= GIVEN TEXT =
★ ★ ★ ★ ★
The name of the band, The Doors, was based on a William Blake book, The Marriage of Heaven and Hell, and the quote Jim Morrison responded to for his group was “If the doors of perception were cleansed, everything would appear to man as it is: infinite. For man has closed himself up, till he sees all things thro’ narrow chinks of his cavern.” This is such a heavy line that requires a lot of thought and introspection. I had known the first sentence, but upon looking this up to write here and finding the entire statement, along with the title of the book gave me pause. Psychotherapy begins a path on cleansing the doors of perception. People often come to see me who have faced some type of trauma in their life. Trauma does not always equal PTSD (Post Traumatic Stress Disorder), as some people assume, but I will write about this another time. Trauma is anything that disrupts your life in a negative way. This could be your parents’ divorce, sexual abuse, narcissism in the family, mental illness in the family, addictions of your own or again – the family, someone’s death, a car accident, trauma is an endless road of consequences that we face in life. These moments cause the doors of perception to grow cloudy, or for us to dissociate from the incident, or it causes us to get “stuck” in our thinking, and we then begin to make unconscious but “comfortable” choices that cause even more trauma in our life. We are comfortable in the “familiar,” what we know and became accustomed to in our life.
★ ★ ★ ★ ★
= EXTRACTED MATERIAL =
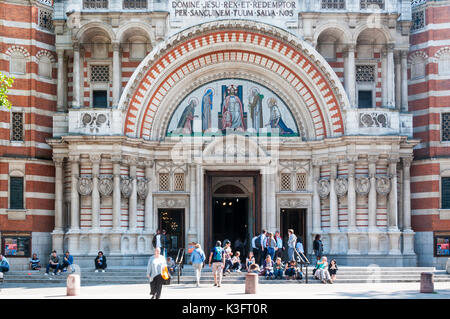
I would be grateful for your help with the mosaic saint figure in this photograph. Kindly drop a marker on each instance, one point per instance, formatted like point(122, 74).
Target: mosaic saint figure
point(275, 118)
point(255, 106)
point(187, 118)
point(232, 111)
point(206, 109)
★ ★ ★ ★ ★
= REQUIRED ACTION =
Continue the piece above about trauma and the doors of perception, picking up right after its last sentence.

= TASK RESPONSE =
Once these doors of perception are cleansed, in therapy, through homework, though workshops, through meditation, yoga, other self-growth type things, everything would appear to man as it is infinite. This means limitless or endless and I will add the word possibility to the end of both of these words. Limitless possibilities or endless possibilities. From this we can derive a lack of fear, which most people have when they wish to have confidence and self-esteem. Most people have this fear because they don’t want to come across as egotistical or they fear success. They put the cart before the horse, though we all have a tendency toward this fear. Or, as Blake says in the last sentence, man has closed himself up and sees things through narrow chinks of his cavern. To me this would mean the windows of our home. Many people isolate themselves, when they have fears. When I worked in social services, in the inner city, most of those homes had the draperies closed so no one could see in and have a glimpse of their lives. It was a survivor mechanism for protecting their home, so things wouldn’t be stolen. It was also a victim mechanism as they were trapped and often couldn’t see a way out. A way to even move to the next neighborhood where things were much better. After all, Section 8 is in every neighborhood, not just the poor side of town. This is another example of being “comfortable” in the chaos of our lives. There is another quote, keep your friends close and your enemies closer. 

I have gone a long way down the path of growing and going through doors. What doors are you afraid to open? Are you making yourself completely available to learning from your psychotherapist? Are you there to talk or to listen? Do you wish to grow or to vent? These are the questions you must ask yourself when you take a step forward and make that phone call. Opening the doors is scary and yet staying stuck is even worse. Not growing and continuing to be who you are – in your comfortable chaos will bring you security but not happiness. Happiness is a state of being that you create.